====== EXCERPTED TEXT ======

Most people would be amazed at how little, when not in a shop under bright lights, jewelry is actually worth. Let’s just say they aren’t selling gold, they are selling emotions and hype. And many customers get extremely angry when they go to resell and find out how little it’s worth. You’ll be lucky to get a tenth of what you paid for the stones.
Source; my wife ran the biggest gold buying store in northern LA county for a few years.
Gold, Silver etc have a daily published value, and you can expect a number close to that (allowing for margin). But "precious stones" are really not all that precious, or rare.
When selling (to a dealer) you discover the margins they make- often upwards of 90% (as my father discovered selling jewelry he inherited.) To be fair, crafting takes significant labor and most old jewelry has to be melted down and recrafted.
None of this negates the significance of one person giving another jewelry. That adds substantial sentimental value which is what makes them valuable at all.
(It does make me smile though when movies use uncut diamonds as some sort of compact currency...)
My pet theory is that those are all effectively product placements; i.e. they get paid to portray diamonds in the movie as valuable.
After a while she just kind of knew what to look out for. How people presented the goods, how they acted, etc.
The most shocking part to me, was how many 80s-90s celebs would bring in gold to sell. I guess times get rough.
Gold teeth are worth the absolute least.
Boots, not clothes. Diamonds are so sharp that they easily get lodged in rubber soles. And then fall out when you walk.
One would think diamond merchants would take the time to be equally careful, if not moreso.
But also, these tiny stones really aren't worth much. What you're asking is like Home Depot making sure to account for every single nut & bolt so none are stolen or lost. It would cost far more in time & labor then what you'd get back in return.
And the small diamonds are still pretty cheap. He said about $100 per carat of small diamonds. It's not surprising that they're more casual with this inventory.
> Over six days, he says, he collected enough gold for two sales totaling $819 on 47th Street.
>The SI comprises a coherent system of units of measurement starting with seven base units, which are the second (symbol s, the unit of time), metre (m, length), kilogram (kg, mass), ampere (A, electric current), kelvin (K, thermodynamic temperature), mole (mol, amount of substance), and candela (cd, luminous intensity).
and gram is some random word you made up, with no definition under SI.
There is no logical difference between the definition you gave, and an alternative definition that says "the gram is defined by setting the Planck constant h to 6.62607015×10−31 J⋅s (J = g⋅m2⋅s−2), given the definitions of the metre and the second", and then defining 1 kg = 1000 g. Which is why I'm asking what this distinction actually means, if anything.
It meant something that feels more real when the kilogram was defined as the mass of a physical reference kilogram object in a vault in Paris, but that changed a few years ago.
Don't you mean a millikilogram (mkg)?
Some gets resold as is (there's a (limited) market for vintage jewelry) but most is reworked. And of course that reworking takes significant time and skill.
That was an unexpected kicker. I suspect you or your spouse must have a good story about shady people trying to work that angle.
Just messy business.
If it’s in any form but rounds or bars, it’ll need to be melted down which has a cost. So it can be made into a form that can be resold closer to spot value.
The margin are actually even better if you melt them down. it’s really hard to buy physical gold at spot, single ounces/grams go for a few points higher.

======

TASK OBJECTIVE :: Write out the part of the jewelry resale discussion that opens with the words "There is no" and closes with "Just messy business.".

====== DATA RECORDS ======

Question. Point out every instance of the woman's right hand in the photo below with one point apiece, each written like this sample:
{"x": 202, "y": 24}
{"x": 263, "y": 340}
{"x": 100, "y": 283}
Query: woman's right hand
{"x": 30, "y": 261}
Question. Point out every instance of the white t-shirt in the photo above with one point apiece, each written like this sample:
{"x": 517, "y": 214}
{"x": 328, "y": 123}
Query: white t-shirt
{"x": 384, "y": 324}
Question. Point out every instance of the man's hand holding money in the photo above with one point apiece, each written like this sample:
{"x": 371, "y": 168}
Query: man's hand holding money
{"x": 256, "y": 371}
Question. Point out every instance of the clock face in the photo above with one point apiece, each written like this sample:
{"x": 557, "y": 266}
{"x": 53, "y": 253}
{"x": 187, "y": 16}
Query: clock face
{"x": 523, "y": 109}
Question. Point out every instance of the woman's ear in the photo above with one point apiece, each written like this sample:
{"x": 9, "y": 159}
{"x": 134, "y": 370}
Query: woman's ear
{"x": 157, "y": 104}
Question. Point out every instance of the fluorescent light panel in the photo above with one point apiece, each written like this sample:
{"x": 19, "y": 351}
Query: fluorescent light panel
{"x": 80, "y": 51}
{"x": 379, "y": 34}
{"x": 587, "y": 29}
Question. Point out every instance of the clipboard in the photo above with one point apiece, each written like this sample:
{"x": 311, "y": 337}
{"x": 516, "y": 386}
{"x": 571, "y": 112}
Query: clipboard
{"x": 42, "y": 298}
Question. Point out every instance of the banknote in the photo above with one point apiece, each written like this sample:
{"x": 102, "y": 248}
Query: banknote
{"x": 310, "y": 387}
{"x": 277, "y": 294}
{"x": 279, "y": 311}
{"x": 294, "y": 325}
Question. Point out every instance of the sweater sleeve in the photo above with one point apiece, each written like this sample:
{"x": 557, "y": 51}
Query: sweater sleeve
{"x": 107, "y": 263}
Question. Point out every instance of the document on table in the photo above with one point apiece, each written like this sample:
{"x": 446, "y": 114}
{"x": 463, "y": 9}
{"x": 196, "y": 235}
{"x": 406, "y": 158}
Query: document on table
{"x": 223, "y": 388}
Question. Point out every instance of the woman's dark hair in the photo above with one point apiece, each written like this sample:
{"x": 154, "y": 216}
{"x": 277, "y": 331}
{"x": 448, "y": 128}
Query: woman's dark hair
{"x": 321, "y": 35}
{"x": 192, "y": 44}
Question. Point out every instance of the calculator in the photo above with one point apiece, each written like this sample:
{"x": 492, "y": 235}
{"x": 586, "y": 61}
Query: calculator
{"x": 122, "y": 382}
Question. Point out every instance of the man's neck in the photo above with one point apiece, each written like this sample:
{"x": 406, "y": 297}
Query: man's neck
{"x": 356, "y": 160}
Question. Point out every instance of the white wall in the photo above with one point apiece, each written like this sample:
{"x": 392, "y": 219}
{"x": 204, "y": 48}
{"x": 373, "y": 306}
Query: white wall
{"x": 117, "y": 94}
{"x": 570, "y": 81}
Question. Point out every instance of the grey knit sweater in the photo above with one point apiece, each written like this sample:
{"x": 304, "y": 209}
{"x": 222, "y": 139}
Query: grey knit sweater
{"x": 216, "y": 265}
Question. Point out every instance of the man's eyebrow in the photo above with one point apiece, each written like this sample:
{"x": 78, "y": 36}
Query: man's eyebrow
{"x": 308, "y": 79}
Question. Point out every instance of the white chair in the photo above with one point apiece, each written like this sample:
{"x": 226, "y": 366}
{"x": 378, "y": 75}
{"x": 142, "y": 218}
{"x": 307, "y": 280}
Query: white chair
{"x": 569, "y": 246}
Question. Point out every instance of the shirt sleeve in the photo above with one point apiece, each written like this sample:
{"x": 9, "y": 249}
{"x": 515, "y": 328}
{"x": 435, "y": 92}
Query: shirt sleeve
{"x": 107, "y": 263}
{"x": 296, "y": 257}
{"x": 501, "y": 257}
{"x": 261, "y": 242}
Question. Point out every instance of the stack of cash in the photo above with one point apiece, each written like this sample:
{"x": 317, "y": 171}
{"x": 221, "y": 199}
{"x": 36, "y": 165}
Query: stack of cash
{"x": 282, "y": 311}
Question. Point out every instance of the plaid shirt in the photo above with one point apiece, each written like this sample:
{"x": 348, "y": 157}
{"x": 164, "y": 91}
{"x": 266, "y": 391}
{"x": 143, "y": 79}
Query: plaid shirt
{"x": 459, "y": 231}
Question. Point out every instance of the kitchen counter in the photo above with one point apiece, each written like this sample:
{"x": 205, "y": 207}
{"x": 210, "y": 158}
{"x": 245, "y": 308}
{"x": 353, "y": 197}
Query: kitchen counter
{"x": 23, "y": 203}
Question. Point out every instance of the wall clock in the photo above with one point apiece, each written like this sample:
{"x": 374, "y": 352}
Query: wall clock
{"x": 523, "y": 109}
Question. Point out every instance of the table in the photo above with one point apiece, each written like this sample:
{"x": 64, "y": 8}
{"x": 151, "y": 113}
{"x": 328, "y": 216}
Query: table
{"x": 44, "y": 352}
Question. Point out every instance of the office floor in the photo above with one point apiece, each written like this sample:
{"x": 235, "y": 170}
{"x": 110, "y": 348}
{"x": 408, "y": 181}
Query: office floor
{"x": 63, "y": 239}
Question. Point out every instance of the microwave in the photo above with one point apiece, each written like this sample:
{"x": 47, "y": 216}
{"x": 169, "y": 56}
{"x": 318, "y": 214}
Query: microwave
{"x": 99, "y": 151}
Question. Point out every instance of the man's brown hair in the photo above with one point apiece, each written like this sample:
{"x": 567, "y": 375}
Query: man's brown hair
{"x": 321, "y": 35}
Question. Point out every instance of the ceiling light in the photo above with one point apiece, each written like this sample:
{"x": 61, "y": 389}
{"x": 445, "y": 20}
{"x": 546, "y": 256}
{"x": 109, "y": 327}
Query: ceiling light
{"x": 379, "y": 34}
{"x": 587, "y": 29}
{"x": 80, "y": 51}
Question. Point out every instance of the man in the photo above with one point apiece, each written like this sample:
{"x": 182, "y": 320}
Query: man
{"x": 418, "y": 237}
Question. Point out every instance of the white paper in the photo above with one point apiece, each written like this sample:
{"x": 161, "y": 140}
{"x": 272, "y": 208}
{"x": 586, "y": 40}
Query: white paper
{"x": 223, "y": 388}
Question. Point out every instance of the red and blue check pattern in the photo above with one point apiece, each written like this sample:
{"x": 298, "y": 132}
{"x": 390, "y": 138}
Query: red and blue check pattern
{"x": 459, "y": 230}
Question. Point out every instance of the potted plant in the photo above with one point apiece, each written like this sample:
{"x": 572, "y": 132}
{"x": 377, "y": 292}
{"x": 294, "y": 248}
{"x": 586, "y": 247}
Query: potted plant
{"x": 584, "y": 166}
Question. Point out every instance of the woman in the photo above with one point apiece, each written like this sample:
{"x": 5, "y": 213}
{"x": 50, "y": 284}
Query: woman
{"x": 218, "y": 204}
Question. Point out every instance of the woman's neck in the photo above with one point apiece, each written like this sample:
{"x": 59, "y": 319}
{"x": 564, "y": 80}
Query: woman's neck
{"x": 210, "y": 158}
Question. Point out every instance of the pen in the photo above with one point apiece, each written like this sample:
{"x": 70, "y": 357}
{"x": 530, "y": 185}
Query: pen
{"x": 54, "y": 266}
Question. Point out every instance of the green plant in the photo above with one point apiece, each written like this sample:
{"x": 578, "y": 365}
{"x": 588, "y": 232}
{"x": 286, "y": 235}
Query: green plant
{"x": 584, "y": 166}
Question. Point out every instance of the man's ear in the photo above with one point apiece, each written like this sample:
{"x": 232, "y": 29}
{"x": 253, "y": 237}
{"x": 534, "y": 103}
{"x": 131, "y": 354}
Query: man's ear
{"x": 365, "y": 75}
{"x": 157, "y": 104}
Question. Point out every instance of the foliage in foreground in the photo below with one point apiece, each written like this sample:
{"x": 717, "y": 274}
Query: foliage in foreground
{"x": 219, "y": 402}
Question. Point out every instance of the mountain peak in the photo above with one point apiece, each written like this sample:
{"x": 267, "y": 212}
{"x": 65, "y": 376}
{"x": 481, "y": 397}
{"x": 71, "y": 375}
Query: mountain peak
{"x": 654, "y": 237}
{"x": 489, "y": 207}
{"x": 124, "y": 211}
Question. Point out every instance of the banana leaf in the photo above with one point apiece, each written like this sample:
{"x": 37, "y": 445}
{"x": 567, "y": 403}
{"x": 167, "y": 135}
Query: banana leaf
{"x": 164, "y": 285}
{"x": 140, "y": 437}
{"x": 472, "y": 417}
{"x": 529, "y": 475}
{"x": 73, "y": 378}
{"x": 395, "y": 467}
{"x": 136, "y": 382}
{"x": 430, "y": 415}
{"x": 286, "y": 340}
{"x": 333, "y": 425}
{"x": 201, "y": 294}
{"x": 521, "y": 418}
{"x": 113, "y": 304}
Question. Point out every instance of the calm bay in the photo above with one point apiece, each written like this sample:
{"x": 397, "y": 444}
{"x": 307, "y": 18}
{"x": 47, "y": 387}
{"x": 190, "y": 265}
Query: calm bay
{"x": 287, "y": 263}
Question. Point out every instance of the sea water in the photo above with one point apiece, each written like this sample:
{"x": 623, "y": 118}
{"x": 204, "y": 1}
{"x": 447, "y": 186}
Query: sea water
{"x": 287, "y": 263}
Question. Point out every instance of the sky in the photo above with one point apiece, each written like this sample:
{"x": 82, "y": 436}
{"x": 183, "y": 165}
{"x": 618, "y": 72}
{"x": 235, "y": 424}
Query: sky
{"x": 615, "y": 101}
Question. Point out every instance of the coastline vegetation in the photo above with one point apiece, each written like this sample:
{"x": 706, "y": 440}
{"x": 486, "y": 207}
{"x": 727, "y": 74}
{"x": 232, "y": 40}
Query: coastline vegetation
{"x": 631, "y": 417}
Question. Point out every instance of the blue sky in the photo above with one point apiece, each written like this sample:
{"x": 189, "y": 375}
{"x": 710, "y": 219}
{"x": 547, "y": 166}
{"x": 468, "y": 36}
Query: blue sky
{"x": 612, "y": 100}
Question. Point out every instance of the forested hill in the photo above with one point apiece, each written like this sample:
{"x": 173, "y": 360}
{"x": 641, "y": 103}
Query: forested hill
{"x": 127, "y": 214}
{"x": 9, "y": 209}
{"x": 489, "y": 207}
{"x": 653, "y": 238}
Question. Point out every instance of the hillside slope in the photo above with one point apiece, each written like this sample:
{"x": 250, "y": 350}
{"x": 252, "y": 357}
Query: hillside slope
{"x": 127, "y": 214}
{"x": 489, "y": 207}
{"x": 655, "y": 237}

======

EXERCISE RESPONSE ::
There is no logical difference between the definition you gave, and an alternative definition that says "the gram is defined by setting the Planck constant h to 6.62607015×10−31 J⋅s (J = g⋅m2⋅s−2), given the definitions of the metre and the second", and then defining 1 kg = 1000 g. Which is why I'm asking what this distinction actually means, if anything.
It meant something that feels more real when the kilogram was defined as the mass of a physical reference kilogram object in a vault in Paris, but that changed a few years ago.
Don't you mean a millikilogram (mkg)?
Some gets resold as is (there's a (limited) market for vintage jewelry) but most is reworked. And of course that reworking takes significant time and skill.
That was an unexpected kicker. I suspect you or your spouse must have a good story about shady people trying to work that angle.
Just messy business.